Stored items:
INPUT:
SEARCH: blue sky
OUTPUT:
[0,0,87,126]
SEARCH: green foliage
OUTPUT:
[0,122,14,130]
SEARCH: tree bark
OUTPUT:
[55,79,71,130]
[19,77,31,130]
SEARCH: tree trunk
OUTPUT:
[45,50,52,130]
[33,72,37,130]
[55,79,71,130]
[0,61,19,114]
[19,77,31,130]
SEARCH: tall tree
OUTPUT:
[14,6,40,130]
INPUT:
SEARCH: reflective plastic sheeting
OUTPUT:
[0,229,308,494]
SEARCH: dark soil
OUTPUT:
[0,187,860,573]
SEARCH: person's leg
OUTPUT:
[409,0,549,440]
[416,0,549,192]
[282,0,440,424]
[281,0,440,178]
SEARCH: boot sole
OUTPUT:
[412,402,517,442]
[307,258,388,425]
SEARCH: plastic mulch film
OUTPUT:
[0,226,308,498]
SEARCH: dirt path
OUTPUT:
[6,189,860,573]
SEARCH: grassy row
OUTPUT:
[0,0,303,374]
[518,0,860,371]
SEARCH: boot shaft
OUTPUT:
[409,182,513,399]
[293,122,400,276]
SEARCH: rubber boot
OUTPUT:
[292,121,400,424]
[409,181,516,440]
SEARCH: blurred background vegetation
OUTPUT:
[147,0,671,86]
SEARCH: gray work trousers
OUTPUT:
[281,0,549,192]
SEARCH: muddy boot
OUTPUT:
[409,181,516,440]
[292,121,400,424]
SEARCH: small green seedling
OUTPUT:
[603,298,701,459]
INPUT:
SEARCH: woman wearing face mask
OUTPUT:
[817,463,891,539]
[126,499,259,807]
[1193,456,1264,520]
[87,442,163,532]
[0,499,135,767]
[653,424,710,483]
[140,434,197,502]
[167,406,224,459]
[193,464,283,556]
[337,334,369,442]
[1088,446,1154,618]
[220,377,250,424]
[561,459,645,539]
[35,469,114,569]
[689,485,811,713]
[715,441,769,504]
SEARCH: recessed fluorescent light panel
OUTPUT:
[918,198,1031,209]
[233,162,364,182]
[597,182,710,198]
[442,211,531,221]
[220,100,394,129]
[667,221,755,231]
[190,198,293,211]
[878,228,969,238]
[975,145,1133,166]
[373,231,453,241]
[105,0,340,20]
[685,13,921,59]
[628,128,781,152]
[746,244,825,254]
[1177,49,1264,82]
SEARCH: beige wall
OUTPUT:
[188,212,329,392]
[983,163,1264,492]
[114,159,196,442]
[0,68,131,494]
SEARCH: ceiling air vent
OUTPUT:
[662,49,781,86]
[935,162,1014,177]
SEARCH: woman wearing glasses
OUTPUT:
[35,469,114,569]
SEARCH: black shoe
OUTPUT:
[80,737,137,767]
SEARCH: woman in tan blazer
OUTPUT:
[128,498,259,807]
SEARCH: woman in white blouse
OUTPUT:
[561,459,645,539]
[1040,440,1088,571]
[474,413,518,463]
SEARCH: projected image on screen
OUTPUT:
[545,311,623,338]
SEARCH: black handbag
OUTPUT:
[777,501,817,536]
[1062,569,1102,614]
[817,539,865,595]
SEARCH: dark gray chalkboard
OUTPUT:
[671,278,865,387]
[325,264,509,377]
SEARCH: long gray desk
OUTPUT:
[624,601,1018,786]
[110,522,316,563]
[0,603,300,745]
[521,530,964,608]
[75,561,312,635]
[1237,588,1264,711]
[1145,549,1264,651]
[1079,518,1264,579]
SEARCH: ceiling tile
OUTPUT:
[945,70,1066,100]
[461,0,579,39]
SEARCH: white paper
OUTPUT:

## Set exercise
Recast the part of the data that opens with the line containing "SEARCH: woman wearing glasses" and runs through the end of the data as a numbered list, one line per item. Leave out any blank lines.

## Worked answer
1. SEARCH: woman wearing glasses
2. OUTPUT:
3. [35,469,114,569]
4. SEARCH: black shoe
5. OUTPUT:
6. [80,737,137,767]
7. SEARCH: woman in tan blazer
8. OUTPUT:
9. [128,498,259,807]
10. SEARCH: woman in white blouse
11. OUTPUT:
12. [561,459,645,539]
13. [1040,440,1088,571]
14. [474,413,518,463]
15. SEARCH: projected image on screen
16. OUTPUT:
17. [545,311,623,338]
18. SEARCH: black handbag
19. OUTPUT:
20. [777,501,817,536]
21. [1062,569,1102,614]
22. [817,539,865,595]
23. SEARCH: dark gray chalkboard
24. OUTPUT:
25. [671,278,865,387]
26. [325,264,509,377]
27. SEARCH: long gray desk
28. OUTPUT:
29. [624,601,1018,786]
30. [110,522,316,563]
31. [0,603,300,745]
32. [521,530,964,608]
33. [75,561,312,635]
34. [1237,588,1264,711]
35. [1145,549,1264,651]
36. [1079,518,1264,579]
37. SEARCH: ceiling tile
38. OUTPUT:
39. [945,70,1066,100]
40. [461,0,579,39]
41. SEARCH: white paper
42. OUTPUT:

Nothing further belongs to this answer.